▶ Data for the task
== Segment start ==

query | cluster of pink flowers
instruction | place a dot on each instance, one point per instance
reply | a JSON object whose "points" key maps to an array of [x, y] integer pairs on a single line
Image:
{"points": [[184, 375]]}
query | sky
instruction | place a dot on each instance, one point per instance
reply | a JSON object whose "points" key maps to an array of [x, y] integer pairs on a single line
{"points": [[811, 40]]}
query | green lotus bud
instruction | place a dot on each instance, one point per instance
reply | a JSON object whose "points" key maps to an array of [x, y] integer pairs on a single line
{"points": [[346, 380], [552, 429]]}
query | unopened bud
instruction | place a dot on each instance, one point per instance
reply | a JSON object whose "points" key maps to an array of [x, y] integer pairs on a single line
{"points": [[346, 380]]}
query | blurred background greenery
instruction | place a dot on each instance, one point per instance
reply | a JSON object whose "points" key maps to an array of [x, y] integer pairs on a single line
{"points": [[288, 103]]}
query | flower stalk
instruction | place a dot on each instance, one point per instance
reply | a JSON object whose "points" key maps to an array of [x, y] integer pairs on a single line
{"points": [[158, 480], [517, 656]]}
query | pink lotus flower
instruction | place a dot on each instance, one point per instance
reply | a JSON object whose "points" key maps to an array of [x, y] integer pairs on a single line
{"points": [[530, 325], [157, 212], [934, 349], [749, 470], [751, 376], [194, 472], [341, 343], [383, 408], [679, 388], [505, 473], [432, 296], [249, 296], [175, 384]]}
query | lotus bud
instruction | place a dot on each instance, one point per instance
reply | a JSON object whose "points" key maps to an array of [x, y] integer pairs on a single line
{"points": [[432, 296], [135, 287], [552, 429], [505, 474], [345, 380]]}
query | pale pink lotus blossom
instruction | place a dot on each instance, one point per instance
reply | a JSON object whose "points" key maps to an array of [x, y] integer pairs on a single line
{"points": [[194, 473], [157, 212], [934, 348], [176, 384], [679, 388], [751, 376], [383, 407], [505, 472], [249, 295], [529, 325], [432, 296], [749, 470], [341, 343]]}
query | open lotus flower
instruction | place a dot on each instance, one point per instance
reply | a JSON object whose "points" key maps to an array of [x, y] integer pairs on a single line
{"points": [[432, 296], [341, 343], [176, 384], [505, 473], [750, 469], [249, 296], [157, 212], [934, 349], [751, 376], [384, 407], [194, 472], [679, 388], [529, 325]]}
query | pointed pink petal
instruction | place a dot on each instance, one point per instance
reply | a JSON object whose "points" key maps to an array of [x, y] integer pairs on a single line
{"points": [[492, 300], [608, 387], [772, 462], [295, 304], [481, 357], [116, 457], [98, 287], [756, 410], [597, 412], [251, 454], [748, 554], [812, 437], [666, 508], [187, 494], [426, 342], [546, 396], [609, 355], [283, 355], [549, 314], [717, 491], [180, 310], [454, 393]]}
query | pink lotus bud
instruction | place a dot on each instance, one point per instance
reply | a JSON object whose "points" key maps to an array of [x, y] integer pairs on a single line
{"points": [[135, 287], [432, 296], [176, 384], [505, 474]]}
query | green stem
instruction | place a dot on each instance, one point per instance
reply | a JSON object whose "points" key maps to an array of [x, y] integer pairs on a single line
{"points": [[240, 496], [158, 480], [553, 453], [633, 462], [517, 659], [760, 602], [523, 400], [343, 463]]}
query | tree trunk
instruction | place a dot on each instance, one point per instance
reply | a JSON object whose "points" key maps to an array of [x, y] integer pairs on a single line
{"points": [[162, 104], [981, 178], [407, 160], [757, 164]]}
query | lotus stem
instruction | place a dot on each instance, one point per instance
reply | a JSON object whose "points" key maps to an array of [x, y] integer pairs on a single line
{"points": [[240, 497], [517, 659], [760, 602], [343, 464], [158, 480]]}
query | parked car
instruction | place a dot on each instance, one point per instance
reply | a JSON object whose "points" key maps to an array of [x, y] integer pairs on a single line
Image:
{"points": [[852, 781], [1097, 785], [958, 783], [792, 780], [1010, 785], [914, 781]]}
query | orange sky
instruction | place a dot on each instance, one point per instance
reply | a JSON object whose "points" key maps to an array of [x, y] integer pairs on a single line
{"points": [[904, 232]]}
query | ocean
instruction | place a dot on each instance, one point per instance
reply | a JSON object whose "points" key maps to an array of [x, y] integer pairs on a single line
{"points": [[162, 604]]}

== Segment end ==

Check each line of the listing above. Copy it if it holds the string "lotus".

query | green lotus bud
query | pink lotus flower
query | lotus bud
query | pale pink lotus blossom
query | open lotus flower
query | pink lotus bud
query | lotus stem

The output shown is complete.